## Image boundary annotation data
##############################

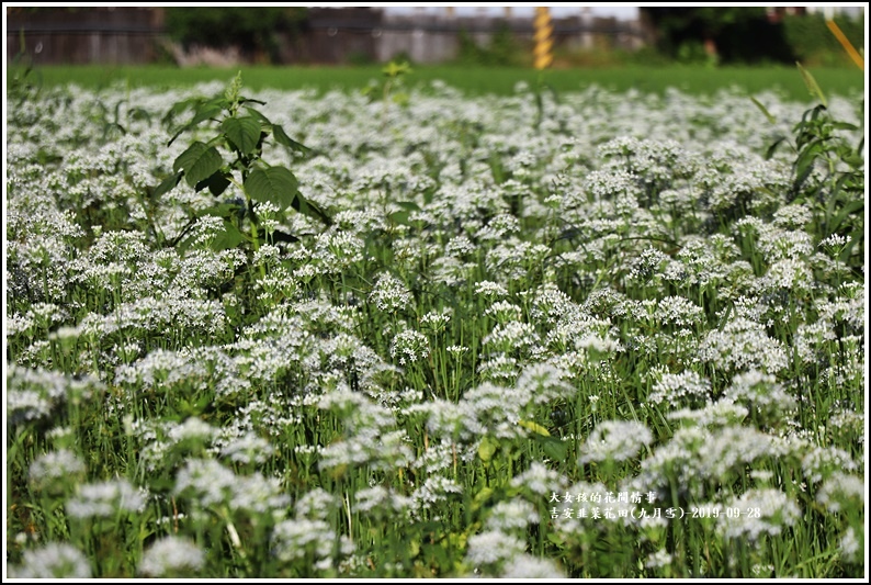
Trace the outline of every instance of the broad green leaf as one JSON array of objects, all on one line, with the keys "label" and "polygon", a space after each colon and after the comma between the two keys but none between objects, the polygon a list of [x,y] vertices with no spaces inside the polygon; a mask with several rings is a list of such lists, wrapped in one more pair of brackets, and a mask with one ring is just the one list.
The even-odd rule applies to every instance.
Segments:
[{"label": "broad green leaf", "polygon": [[218,170],[222,165],[224,165],[224,159],[217,148],[195,142],[179,155],[179,158],[172,165],[172,170],[176,172],[183,171],[184,180],[188,181],[188,184],[194,187]]},{"label": "broad green leaf", "polygon": [[191,130],[192,127],[196,126],[197,124],[206,121],[212,120],[224,110],[223,105],[218,102],[212,101],[204,104],[197,112],[194,114],[193,119],[184,124],[182,127],[176,131],[176,134],[172,135],[167,146],[171,145],[176,142],[176,138],[181,136],[184,132]]},{"label": "broad green leaf", "polygon": [[260,140],[260,122],[251,116],[228,117],[222,122],[220,130],[244,155],[252,153]]},{"label": "broad green leaf", "polygon": [[785,139],[787,139],[785,136],[780,136],[777,140],[774,140],[771,144],[771,146],[768,147],[768,150],[766,150],[766,160],[770,160],[771,157],[774,156],[774,150],[777,150],[778,146],[783,144],[783,140],[785,140]]},{"label": "broad green leaf", "polygon": [[269,201],[282,210],[294,203],[298,188],[299,181],[284,167],[256,169],[245,181],[245,191],[251,199]]},{"label": "broad green leaf", "polygon": [[155,192],[152,193],[152,195],[151,195],[151,196],[154,196],[154,198],[159,198],[159,196],[160,196],[160,195],[162,195],[163,193],[169,193],[170,191],[172,191],[173,189],[176,189],[176,185],[177,185],[177,184],[179,184],[179,181],[181,181],[181,177],[182,177],[182,173],[181,173],[181,172],[177,172],[176,175],[170,175],[169,177],[167,177],[166,179],[163,179],[163,180],[160,182],[160,184],[158,184],[158,185],[155,188]]},{"label": "broad green leaf", "polygon": [[210,193],[212,193],[215,196],[218,196],[224,191],[226,191],[229,185],[230,185],[230,181],[227,178],[226,172],[218,169],[216,172],[213,172],[208,178],[203,179],[202,181],[196,183],[196,187],[194,189],[196,191],[202,191],[207,187]]},{"label": "broad green leaf", "polygon": [[261,112],[254,110],[253,108],[249,108],[247,105],[244,106],[244,108],[246,110],[248,110],[249,114],[251,114],[253,117],[258,119],[262,124],[267,124],[269,126],[272,125],[272,122],[270,122],[269,119],[267,116],[264,116]]}]

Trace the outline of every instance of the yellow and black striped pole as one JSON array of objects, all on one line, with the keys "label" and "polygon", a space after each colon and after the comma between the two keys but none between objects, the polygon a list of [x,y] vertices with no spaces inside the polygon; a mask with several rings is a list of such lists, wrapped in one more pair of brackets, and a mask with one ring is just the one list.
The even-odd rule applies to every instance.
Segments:
[{"label": "yellow and black striped pole", "polygon": [[541,71],[550,67],[554,60],[552,53],[554,27],[551,24],[551,10],[547,7],[535,7],[533,27],[535,30],[533,34],[535,47],[532,49],[532,54],[534,55],[535,69]]}]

##############################

## EXERCISE AIM
Identify every line in the rows above that contains the word "list", and copy each of those lines in full.

## OUTPUT OF THE EXERCISE
Trace the outline of every instance of the broad green leaf as one JSON array of objects, all on one line, with the keys "label" and "polygon", a space after each colon and after the comma between the two keys but none between objects, the polygon a list of [x,y] vertices with no spaces inside the polygon; a mask with several rings is a list of such lists, wrapped in one more pair of brackets, and a mask with one ring is just the one list.
Trace the outline of every instance of the yellow and black striped pole as one JSON array of objects, all on one line, with the keys "label" and "polygon", a space after each colon and after the comma between the two keys but none between objects, the polygon a list of [x,y] vertices with no spaces inside the polygon; a mask with several rings is a list of such lists, wrapped in one more pair of brackets, and a mask with one ring is just the one list.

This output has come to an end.